(Position identification records)
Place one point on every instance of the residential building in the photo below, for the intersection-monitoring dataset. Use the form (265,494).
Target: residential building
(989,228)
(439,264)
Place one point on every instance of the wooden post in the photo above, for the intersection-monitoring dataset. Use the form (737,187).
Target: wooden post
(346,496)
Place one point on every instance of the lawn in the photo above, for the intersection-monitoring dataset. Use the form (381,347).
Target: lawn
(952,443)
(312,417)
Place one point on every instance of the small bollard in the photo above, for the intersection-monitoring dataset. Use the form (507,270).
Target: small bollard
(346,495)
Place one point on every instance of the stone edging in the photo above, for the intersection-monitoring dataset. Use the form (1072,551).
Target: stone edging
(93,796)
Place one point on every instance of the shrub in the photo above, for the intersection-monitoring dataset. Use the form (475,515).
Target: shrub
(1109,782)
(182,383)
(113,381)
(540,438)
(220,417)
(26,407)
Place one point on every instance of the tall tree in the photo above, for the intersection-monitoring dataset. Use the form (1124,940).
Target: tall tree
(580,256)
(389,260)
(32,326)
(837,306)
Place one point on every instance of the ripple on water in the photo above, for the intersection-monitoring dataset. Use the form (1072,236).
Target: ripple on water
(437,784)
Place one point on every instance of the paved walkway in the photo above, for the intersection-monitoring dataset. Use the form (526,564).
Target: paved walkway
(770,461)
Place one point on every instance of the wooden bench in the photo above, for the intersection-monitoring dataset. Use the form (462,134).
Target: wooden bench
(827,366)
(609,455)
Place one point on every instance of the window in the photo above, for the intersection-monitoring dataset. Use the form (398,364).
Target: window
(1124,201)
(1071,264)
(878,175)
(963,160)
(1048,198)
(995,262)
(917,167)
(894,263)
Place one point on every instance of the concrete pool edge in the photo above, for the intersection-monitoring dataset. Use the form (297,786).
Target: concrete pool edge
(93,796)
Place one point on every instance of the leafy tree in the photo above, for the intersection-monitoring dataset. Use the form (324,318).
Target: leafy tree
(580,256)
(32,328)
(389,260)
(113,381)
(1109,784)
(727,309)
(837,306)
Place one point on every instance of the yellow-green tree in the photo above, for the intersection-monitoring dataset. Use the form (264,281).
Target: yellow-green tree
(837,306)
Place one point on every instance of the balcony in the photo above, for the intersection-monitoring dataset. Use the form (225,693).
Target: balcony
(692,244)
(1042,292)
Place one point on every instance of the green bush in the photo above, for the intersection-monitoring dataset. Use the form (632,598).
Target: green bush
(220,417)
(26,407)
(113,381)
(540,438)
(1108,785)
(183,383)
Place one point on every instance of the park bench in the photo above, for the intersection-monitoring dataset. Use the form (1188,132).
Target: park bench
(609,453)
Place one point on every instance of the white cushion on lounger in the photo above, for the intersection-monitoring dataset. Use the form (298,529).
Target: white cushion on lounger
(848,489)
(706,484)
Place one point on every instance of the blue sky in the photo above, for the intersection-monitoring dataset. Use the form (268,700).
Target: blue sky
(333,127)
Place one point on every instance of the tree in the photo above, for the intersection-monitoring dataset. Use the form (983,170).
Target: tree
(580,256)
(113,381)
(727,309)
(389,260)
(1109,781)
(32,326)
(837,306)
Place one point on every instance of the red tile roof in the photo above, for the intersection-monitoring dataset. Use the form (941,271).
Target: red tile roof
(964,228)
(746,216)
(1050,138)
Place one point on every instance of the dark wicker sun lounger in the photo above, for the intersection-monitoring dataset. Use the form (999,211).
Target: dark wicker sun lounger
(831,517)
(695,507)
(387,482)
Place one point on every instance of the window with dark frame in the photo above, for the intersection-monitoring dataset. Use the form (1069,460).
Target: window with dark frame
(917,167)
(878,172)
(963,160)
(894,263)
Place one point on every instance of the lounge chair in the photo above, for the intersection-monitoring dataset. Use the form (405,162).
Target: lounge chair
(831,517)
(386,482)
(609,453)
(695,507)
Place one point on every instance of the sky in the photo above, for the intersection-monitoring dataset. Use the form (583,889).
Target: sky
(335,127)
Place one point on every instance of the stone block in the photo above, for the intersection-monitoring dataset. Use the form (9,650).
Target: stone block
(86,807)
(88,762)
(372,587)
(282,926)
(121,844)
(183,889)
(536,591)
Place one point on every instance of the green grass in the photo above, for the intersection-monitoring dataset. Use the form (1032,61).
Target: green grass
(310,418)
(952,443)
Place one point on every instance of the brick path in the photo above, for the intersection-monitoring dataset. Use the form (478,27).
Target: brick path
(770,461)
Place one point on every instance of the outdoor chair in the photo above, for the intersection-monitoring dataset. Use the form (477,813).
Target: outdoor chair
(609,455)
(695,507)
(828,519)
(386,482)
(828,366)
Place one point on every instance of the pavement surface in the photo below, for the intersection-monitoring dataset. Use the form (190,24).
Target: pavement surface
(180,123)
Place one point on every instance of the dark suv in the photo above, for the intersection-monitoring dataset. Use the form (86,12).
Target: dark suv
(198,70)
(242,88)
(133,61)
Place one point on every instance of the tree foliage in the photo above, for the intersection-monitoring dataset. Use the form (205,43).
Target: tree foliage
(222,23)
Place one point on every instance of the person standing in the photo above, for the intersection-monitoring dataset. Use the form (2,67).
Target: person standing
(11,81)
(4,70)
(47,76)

▶ **DESCRIPTION OF THE TASK**:
Extract each line of the listing above, copying it word for word.

▶ **RESULT**:
Place one point on every instance of the residential building in the photo below, for the intersection-monitoring dataset. Use the form (265,494).
Target: residential building
(989,228)
(439,264)
Place one point on every instance of the wooden post in the photo above, for the intersection-monitoring dataset. Use the form (737,187).
Target: wooden post
(346,496)
Place one point on every instance of the lawn in the photo above, for the intersection-monitoring dataset. Use the form (381,347).
Target: lawn
(952,443)
(312,417)
Place one point on every instance of the small bollard in the photo above, for the intersection-monitoring dataset. Use the form (507,270).
Target: small bollard
(346,495)
Place one point on every instance of the stone edging in the photo above, for the intersection-monitoring dataset. Use the form (1072,551).
Target: stone edging
(93,796)
Place one point on every instance of the shrub in the photo above, for the intersection-monitoring dataset. Use the form (475,515).
Target: shrub
(1109,782)
(182,383)
(113,381)
(540,438)
(220,417)
(26,407)
Place one point on every instance of the tall tree in the photo above, for the intersection-monitoring dataset. Use the form (1124,940).
Target: tall tree
(580,256)
(389,260)
(32,326)
(837,306)
Place one point on every instance of the ripple on water in the photo above, for the intersection-monitoring dataset. Use the form (1072,236).
Target: ripple on water
(437,784)
Place one point on every instance of the paved walkway in the photo above, for the intersection-monitoring dataset. Use the form (526,564).
Target: paved walkway
(770,461)
Place one point on every instance of the wooden bench in the photo above, for the intersection-monitoring dataset. Use the form (462,134).
Target: wooden bench
(827,366)
(609,455)
Place one point on every instance of the window in the photo above, for the intersection-monitoring dataset. Use the form (398,364).
Target: window
(1124,201)
(1071,264)
(878,175)
(963,160)
(1048,198)
(995,262)
(917,167)
(894,263)
Place one point on every instance of the concrete pool edge in the photo above, for the intersection-monitoring dataset. Use the form (297,786).
Target: concrete pool edge
(93,796)
Place one point on every instance of the leafy tree in the photo above, for the intersection-monitoring dataset. Use the form (324,318).
Target: leafy tree
(580,256)
(32,328)
(389,260)
(113,381)
(1109,784)
(727,309)
(837,306)
Place one point on every instance of the yellow-green tree in the photo above, for the intersection-monitoring dataset. Use the form (264,281).
Target: yellow-green tree
(837,306)
Place one point on every instance of the balcony in the photo above, for the intersection-monitoring dataset. Use the form (225,693).
Target: balcony
(692,244)
(1042,292)
Place one point on every instance of the green bush in the photo above, for the intersection-monitoring dataset. Use the form (632,598).
Target: green bush
(220,417)
(26,407)
(113,381)
(540,438)
(1108,785)
(183,383)
Place one point on every instance of the park bench in the photo above, for the intersection-monitoring dataset. Use the form (1188,132).
Target: park bench
(609,453)
Place one point on every instance of the white cushion on lounger in the photo above, for the intersection-monitoring dataset. Use the form (298,529).
Target: white cushion on lounger
(848,489)
(706,484)
Place one point on every instance of the blue sky in the photo above, for the intersection-monitoring dataset. Use the form (268,700).
Target: blue sky
(333,127)
Place one point on every instance of the tree in the photo above, for the intersection-monitoring dataset. Use the form (983,170).
Target: tree
(580,256)
(113,381)
(727,309)
(389,260)
(1109,781)
(32,326)
(837,306)
Place one point on every instance of the red tile roof in the photo above, for the intersection-monitoring dataset. Use the form (941,271).
Target: red tile roof
(964,228)
(746,216)
(1050,138)
Place one point on every instance of the dark wicker sun lounger in the photo above, for the intersection-monitoring dataset. Use the form (999,211).
Target: dark wicker sun lounger
(831,517)
(695,507)
(387,482)
Place one point on every instance of the window with dark frame in the photo above, for the intersection-monitoring dataset. Use the form (1069,460).
Target: window with dark frame
(917,167)
(878,172)
(963,160)
(894,263)
Place one point on every instance of the lounge chair in the photo above, for the intersection-monitoring dataset. Use the form (405,162).
Target: lounge chair
(831,517)
(386,482)
(609,453)
(695,507)
Place one point on every instance of the sky in the photo above, for the intersection-monitoring dataset. Use the form (583,889).
Target: sky
(335,127)
Place one point on every instance of the stone block in the photo above, for the intersection-monitoring dataset. Use the form (9,650).
Target: stone block
(86,807)
(88,762)
(372,587)
(282,926)
(121,844)
(183,889)
(536,591)
Place one point on every instance of the green grass in the photo above, for the intersection-monitoring dataset. Use the form (1032,61).
Target: green grass
(310,418)
(952,443)
Place one point on every instance of the brick path in the photo above, for the intersection-monitoring dataset. Use the form (478,27).
Target: brick path
(770,461)
Place one point on every instance of the outdoor chair in the photo above, for the intersection-monitoring dataset. Use the form (477,813).
Target: outdoor chair
(609,455)
(695,507)
(828,519)
(386,482)
(828,366)
Place one point on every instance of the pavement surface in the photo below, for the intersection-monitoring dataset. Use the form (190,24).
Target: pavement surface
(180,123)
Place one point on every instance of the dark suv in the photo above, for the intersection-monitoring dataset. Use the form (86,12).
Target: dark suv
(198,70)
(242,88)
(133,61)
Place one point on every instance of the tree foliage in the photo above, for the intersection-monitoring dataset. Use the form (205,43).
Target: tree foliage
(222,23)
Place one point on every instance of the person standing in the photo above, for the intersection-monitoring dataset. Use the form (2,67).
Target: person standing
(11,81)
(4,70)
(47,76)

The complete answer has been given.